As the author of such classics as Adventures of Huckleberry Finn and The Adventures of Tom Sawyer, Mark Twain has long been considered by many to be “the father of American literature.” His writings, whether they were satire or speech, shaped prose throughout the 19th century (and continue to influence it today).

In honor of Twain’s birthday this month (November 30), we spoke with Dr. Joe B. Fulton, a Baylor English professor who has literally written the book on Twain — several books, in fact:

What about Mark Twain first interested you?
I grew up in a very “story-oriented” culture, where family stories were shared on the front porch or in the back yard, often while doing some kind of work. On my eight birthday, I received a copy of Adventures of Huckleberry Finn. I remember suddenly thinking: He’s writing about us! The life Twain described on the Mississippi River had many similarities to the life I lived in a small town on the Wabash River. It was the first time I saw something in a book that resembled the life that I was living.

Then what?
That early exposure to Mark Twain sparked my interest American language, history and literature. It started with wanting to know Twain’s influences, which led to a deep dive of writings from the 1820s and ’30s. These discoveries inspired the research I’ve done throughout my career, and what’s more is there’s still so much left to explore.

What have you found?
Well, I’ve learned a great deal about how Sam Clemens became Mark Twain. His early life and political convictions certainly impacted him; he was born into a slave-holding family, but became a champion of racial justice through his works. He channeled aspects of his life — of the American life — into his writings, which is what makes them so special and relatable.

* _The tasks_
- 1) According to the passage about Mark Twain, which book did Dr. Fulton receive on his eighth birthday?
- 2) Collect every line of the records that contains the word "woman". Match case exactly.
The records below the passage about Mark Twain are unrelated to it.

* _Dataset entries_
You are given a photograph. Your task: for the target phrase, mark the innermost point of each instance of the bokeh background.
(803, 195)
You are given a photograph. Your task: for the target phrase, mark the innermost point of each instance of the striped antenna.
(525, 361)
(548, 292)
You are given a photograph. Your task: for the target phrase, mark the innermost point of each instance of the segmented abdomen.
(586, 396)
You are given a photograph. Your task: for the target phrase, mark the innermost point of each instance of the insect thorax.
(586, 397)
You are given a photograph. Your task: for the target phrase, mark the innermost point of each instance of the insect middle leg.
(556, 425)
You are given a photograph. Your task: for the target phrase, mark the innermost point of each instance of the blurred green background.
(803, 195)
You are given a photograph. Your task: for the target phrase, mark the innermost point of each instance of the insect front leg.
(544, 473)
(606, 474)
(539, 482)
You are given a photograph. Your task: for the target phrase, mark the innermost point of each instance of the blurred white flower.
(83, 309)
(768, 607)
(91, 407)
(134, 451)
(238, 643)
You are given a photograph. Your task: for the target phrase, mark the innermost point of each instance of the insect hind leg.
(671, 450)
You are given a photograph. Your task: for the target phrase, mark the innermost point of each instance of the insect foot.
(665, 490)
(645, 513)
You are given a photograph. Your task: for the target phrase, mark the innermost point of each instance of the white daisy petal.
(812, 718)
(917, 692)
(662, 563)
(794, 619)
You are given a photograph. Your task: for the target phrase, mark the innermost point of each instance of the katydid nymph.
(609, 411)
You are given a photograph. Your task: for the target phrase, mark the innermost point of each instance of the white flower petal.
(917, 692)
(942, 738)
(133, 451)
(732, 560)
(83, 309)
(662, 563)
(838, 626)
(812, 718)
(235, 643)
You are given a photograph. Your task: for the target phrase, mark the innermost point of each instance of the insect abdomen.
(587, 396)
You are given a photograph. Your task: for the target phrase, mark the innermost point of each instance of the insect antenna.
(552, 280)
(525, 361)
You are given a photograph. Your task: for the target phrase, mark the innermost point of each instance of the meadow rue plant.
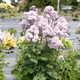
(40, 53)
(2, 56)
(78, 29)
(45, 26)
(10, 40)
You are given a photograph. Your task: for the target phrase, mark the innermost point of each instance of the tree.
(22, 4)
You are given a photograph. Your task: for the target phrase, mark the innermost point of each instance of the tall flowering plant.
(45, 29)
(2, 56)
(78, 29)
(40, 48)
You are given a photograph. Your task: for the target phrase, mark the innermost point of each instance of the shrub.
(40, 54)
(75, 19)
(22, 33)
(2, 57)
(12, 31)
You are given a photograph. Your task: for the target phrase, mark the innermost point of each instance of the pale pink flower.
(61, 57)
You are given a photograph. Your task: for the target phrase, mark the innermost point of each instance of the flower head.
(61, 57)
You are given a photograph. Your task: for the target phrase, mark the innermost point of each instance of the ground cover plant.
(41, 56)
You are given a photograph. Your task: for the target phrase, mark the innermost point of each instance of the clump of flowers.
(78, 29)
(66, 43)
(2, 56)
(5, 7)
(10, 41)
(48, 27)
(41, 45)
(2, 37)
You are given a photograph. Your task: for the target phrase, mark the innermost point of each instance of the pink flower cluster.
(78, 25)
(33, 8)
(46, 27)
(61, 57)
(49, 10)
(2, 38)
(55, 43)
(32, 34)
...
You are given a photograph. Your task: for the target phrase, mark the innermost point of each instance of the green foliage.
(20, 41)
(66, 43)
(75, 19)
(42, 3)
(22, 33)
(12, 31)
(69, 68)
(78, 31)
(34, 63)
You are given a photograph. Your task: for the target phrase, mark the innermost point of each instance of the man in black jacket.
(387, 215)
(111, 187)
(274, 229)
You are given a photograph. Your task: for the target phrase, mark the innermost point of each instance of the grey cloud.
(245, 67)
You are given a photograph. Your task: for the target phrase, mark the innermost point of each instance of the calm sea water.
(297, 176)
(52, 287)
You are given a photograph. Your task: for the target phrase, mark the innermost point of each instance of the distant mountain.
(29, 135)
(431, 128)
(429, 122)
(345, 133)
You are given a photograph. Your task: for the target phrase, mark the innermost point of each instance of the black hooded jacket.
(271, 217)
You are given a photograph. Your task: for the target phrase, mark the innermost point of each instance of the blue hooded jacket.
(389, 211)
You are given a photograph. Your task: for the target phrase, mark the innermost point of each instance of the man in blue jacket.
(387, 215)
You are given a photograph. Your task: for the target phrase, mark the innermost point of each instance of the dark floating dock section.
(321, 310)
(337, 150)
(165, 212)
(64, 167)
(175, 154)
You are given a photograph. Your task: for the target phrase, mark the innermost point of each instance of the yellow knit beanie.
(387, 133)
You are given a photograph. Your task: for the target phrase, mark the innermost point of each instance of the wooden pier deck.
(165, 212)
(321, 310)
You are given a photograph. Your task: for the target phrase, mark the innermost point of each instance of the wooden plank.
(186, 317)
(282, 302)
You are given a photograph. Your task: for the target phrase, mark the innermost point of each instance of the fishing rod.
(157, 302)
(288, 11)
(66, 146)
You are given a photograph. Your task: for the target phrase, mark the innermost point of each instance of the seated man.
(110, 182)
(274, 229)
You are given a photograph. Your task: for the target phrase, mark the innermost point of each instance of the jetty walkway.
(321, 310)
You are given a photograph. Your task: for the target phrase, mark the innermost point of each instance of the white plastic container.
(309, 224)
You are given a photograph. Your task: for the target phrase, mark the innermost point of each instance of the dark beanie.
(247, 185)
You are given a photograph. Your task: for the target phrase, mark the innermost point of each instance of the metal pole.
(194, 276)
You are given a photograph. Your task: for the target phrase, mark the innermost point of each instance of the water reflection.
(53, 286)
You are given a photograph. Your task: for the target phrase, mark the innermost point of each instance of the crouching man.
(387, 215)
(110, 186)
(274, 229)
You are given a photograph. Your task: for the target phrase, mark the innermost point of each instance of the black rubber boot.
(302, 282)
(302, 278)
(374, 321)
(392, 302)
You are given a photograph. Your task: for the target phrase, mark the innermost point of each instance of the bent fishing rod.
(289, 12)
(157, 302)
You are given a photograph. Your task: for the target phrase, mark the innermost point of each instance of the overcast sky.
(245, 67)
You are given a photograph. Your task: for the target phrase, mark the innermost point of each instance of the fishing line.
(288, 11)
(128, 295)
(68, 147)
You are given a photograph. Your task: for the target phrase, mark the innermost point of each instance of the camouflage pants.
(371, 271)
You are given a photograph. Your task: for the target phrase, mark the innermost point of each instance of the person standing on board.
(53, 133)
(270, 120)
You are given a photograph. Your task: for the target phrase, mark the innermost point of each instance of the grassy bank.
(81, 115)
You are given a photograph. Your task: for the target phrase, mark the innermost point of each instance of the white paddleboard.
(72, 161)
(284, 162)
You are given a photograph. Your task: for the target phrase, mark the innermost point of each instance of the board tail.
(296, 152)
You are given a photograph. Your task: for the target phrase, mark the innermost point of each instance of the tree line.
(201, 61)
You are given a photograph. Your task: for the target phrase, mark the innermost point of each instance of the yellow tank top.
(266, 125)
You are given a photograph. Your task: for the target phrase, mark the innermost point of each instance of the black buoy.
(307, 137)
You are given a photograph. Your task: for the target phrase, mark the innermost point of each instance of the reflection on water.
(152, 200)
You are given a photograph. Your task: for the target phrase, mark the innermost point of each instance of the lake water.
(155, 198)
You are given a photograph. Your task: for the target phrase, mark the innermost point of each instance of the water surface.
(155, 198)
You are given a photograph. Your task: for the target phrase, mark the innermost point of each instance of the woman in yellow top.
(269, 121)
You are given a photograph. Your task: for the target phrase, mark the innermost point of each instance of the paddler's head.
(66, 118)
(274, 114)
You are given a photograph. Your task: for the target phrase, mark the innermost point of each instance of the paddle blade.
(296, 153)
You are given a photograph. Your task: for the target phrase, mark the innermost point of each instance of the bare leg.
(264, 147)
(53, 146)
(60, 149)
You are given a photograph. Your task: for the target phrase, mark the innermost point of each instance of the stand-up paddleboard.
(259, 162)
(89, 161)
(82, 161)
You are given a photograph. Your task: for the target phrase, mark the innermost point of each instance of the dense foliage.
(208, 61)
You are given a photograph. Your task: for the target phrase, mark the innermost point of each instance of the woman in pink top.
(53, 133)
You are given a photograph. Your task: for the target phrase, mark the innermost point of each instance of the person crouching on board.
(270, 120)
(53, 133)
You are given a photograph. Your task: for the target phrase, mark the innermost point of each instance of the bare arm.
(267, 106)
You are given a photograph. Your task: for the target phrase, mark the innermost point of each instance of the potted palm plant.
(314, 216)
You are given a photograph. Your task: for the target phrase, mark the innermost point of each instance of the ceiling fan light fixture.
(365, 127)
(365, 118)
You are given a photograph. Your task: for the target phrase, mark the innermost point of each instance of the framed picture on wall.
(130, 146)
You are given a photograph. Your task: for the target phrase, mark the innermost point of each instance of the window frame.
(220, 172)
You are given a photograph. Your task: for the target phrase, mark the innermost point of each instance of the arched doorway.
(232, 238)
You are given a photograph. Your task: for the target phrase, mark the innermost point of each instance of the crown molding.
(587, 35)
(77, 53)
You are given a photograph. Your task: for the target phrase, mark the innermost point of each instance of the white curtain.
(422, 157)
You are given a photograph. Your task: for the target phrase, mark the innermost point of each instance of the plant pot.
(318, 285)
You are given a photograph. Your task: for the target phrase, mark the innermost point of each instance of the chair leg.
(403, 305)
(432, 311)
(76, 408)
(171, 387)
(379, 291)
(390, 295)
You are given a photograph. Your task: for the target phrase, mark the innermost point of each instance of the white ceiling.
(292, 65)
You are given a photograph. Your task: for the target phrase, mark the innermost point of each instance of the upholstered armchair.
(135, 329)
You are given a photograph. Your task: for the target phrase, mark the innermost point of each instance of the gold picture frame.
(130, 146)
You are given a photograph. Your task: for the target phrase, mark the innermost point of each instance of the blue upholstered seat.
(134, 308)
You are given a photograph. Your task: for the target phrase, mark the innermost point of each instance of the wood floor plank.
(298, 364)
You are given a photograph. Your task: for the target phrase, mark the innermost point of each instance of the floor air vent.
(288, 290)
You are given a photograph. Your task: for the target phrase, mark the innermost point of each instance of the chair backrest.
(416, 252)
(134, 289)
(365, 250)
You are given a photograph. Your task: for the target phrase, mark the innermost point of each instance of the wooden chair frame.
...
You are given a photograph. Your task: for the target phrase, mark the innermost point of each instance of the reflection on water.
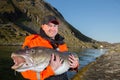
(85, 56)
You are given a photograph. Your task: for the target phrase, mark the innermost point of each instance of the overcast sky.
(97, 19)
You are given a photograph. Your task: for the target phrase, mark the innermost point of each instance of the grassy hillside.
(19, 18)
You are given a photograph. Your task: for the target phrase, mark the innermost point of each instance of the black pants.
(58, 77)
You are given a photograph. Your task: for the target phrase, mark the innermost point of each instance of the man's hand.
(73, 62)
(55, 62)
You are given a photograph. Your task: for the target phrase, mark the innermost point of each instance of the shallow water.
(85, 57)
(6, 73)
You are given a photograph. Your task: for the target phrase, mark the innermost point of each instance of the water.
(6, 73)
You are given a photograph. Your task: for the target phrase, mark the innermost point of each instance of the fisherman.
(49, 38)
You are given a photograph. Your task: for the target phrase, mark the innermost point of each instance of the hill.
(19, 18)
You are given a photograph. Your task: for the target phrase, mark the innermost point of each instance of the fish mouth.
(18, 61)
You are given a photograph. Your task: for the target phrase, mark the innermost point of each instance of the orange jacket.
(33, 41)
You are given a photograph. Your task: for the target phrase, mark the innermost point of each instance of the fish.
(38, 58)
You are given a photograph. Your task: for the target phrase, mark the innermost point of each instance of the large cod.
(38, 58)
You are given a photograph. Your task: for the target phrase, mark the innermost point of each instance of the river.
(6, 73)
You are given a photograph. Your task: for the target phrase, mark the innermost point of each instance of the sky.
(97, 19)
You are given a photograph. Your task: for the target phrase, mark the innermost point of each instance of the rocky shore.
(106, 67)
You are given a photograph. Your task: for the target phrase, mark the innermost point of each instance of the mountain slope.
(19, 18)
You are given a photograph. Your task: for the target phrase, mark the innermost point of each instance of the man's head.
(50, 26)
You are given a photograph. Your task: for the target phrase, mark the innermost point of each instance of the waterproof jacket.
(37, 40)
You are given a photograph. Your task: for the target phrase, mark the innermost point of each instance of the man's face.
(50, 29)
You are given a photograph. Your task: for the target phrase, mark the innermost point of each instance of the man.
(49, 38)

* _Solution set_
- 1) Adventures of Huckleberry Finn.

- 2)
You are given a photograph. Your task: for the target phrase, mark the innermost point of each instance of the woman in yellow top.
You are given a photograph. Your task: for the target phrase, mark the innermost point of each instance of the woman in pink top.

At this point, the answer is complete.